**Work instructions:**
Could you copy out all the entries below with "Provide an image" swapped for "Upload a photo" at every occurrence, keeping everything else the same and leaving out the pictures?

**Provided data:**
==============================

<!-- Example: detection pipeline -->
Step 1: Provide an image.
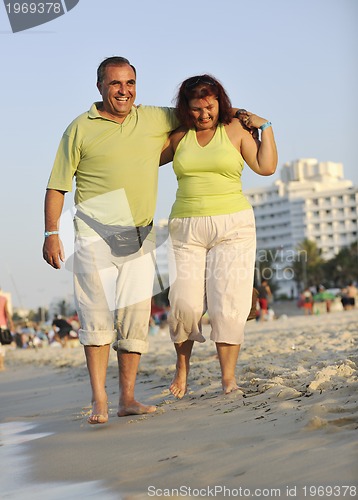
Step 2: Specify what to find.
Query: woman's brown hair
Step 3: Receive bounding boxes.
[175,74,232,129]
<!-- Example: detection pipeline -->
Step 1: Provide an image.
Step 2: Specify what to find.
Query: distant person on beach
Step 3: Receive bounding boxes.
[300,287,313,316]
[257,279,272,321]
[161,74,277,398]
[43,57,179,424]
[341,281,358,311]
[0,287,14,371]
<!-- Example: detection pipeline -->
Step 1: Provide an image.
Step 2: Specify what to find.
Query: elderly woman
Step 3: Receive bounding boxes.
[161,75,277,398]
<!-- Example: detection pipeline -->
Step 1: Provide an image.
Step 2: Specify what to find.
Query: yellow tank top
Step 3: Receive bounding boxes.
[170,123,251,218]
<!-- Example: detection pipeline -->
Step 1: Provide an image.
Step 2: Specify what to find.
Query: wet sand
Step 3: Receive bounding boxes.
[0,310,358,499]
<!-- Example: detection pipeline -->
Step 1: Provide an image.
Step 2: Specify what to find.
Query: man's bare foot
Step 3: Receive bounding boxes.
[117,400,157,417]
[222,379,239,394]
[169,369,188,399]
[87,401,108,424]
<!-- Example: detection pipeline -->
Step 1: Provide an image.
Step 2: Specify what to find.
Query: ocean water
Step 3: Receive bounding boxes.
[0,422,118,500]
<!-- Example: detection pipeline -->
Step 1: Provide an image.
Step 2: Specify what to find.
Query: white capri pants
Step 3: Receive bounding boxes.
[169,209,256,345]
[73,232,155,354]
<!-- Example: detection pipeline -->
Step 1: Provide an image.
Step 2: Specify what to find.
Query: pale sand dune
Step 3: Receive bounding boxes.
[0,310,358,499]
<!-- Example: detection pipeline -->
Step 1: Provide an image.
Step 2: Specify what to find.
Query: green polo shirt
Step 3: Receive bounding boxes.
[47,103,178,230]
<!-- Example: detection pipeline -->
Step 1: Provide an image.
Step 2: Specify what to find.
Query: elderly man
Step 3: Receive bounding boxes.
[43,57,178,424]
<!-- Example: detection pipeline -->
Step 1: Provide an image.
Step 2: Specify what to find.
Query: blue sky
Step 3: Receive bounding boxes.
[0,0,358,308]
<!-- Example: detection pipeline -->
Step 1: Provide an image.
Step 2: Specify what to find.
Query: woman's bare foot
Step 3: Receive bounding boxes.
[169,368,189,399]
[87,401,108,424]
[117,400,157,417]
[222,379,239,394]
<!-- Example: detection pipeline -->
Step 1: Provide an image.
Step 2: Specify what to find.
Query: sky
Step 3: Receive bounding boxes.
[0,0,358,308]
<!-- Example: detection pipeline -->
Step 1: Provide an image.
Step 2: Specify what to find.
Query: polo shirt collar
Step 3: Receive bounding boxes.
[88,101,136,125]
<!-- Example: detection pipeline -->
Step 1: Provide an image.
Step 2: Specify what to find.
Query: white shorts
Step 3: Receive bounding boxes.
[169,209,256,345]
[73,235,155,354]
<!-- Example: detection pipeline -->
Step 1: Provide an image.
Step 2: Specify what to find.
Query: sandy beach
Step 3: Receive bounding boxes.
[0,310,358,500]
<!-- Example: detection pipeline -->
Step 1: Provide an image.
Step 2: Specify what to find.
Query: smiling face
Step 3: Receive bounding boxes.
[189,95,219,130]
[97,64,136,123]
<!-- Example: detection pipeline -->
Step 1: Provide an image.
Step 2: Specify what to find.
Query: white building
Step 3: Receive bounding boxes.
[245,158,358,292]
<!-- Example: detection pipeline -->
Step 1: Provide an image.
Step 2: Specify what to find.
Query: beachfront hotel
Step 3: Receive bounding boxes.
[245,158,358,294]
[157,158,358,296]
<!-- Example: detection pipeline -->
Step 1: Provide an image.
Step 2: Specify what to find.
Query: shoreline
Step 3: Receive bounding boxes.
[0,310,358,500]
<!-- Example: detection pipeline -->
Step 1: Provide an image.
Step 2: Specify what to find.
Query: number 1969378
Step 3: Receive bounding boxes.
[6,2,62,14]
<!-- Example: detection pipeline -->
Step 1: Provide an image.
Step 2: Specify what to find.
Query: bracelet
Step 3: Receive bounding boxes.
[44,231,60,238]
[259,122,272,132]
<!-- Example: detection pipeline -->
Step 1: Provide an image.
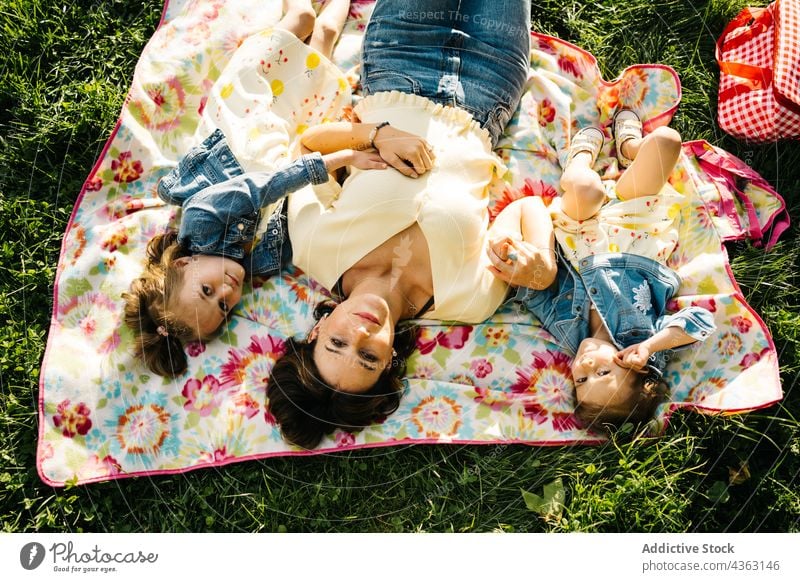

==============================

**Exercise output:**
<!-- Example: detection pipeline -->
Step 1: Upload a photo.
Step 2: Specify what to find.
Query: woman's brown hair
Step 3: Receive bounding boxes.
[175,74,232,129]
<!-- Example: detection pipeline -->
Step 1: Upload a photo.
Step 2: Specify what to find.
Query: distant person on beach
Step 3: Receive bounding boxes.
[300,287,313,316]
[257,279,272,321]
[161,74,277,398]
[43,57,179,424]
[341,281,358,311]
[0,287,14,371]
<!-- Example: detection pipeline -->
Step 1: Upload a photo.
Step 2: Specify what to find.
Query: elderly woman
Step 3: Receive bounding boxes.
[161,75,277,398]
<!-- Example: detection pipeline -->
Step 1: Upload a photo.
Step 2: Specify what to find.
Query: yellow tank top
Step 3: Receive bounding boxes.
[170,123,251,218]
<!-- Example: detection pipeline -->
Step 1: Upload a photo.
Step 2: Specify what to find.
Query: wet sand
Step 3: Receive bounding boxes.
[0,310,358,499]
<!-- Example: detection pipeline -->
Step 1: Upload a photo.
Step 2: Specify what to find.
Query: man's bare foot
Step 3: Receive bounding boxes.
[117,400,157,417]
[222,379,239,394]
[169,369,188,399]
[87,401,108,424]
<!-- Example: detection pipeline -->
Step 1: Upload a photo.
Step 2: Specify what to find.
Query: ocean water
Step 3: Receive bounding boxes.
[0,422,118,500]
<!-- Example: detection pipeline -->
Step 1: Upload a photo.
Step 2: Specify what to find.
Query: white capri pants
Step 3: Receive bounding boxes.
[169,209,256,345]
[73,232,155,354]
<!-- Example: detection pipeline -->
Step 1: Upload a photo.
Step 2: Specify what to find.
Query: pale sand dune
Step 3: Receive bounding boxes.
[0,310,358,499]
<!-- Example: detection pipeline -->
Step 1: Upload a photo.
Step 2: Specify what to find.
Query: green polo shirt
Step 3: Receive bounding boxes.
[47,103,178,230]
<!-- Example: detection pipeline -->
Step 1: Upload a photo.
Step 2: Specify what to find.
Query: elderly man
Step 3: Receive bounding boxes.
[43,57,178,424]
<!-- Example: detection pipeline -->
Step 1: Upload a photo.
Step 2: Specify what to find.
Query: blue sky
Step 3: Receive bounding boxes.
[0,0,358,308]
<!-- Example: detection pipeline -->
Step 1: Upload a photo.
Step 2: Specify what to find.
Query: woman's bare foot
Step 3: Receive bounding boxes.
[169,368,189,399]
[87,401,108,424]
[117,400,157,417]
[222,379,239,394]
<!-- Example: detection pipeline -->
Step 1: Upload a photo.
Step 2: Specify what to find.
Query: sky
Step 3: Receive bounding boxes.
[0,0,358,308]
<!-- Example: detection pipeline -->
Step 1: Upload a photo.
Step 2: Specify what to find.
Query: polo shirt collar
Step 3: Receive bounding boxes.
[88,101,136,125]
<!-- Example: detection pipeline -->
Step 1: Upload a photo.
Step 2: Specify what to find.
Query: white shorts
Step 3: Receive bounding boxes.
[169,209,256,345]
[73,235,155,354]
<!-- Example: detection pipeline -->
Step 1: Upload a photo.
Step 2: Specify what to find.
Query: sandy beach
Step 3: Receive bounding boxes.
[0,310,358,500]
<!-- Example: detection pipeline -->
Step 1: Upload a photo.
Step 2: Specify what to find.
Query: smiling face
Step 3: Receive bounding boxes.
[189,95,219,130]
[97,64,136,123]
<!-- Example: detection pipeline -->
Step 1: Upload a photo.
Step 2: Specify what to find.
Query: white building
Step 3: Receive bounding boxes.
[245,158,358,292]
<!-- Example: detection pipeline -->
Step 1: Upload a photo.
Step 2: Specify what to find.
Query: beachfront hotel
Step 3: Receive bounding boxes.
[245,158,358,294]
[157,158,358,296]
<!-- Example: detection pipeline -->
Step 1: Upload a photo.
Step 2: Specify what to find.
Query: shoreline
Step 3: Receive bounding boxes.
[0,310,358,500]
<!-- Example: detection pipeline -->
Step 1: Upload a photo.
Step 2: Specify what to find.
Query: number 1969378
Step 3: Receive bounding boxes.
[6,2,62,14]
<!-- Example: detection pipeline -->
Step 1: Upload a photo.
Step 2: Specify what to find.
Query: bracelet
Step 3: Receive bounding boxes.
[44,231,60,238]
[259,122,272,132]
<!-- Example: detection pipeline -->
Step 1: Upload a photo.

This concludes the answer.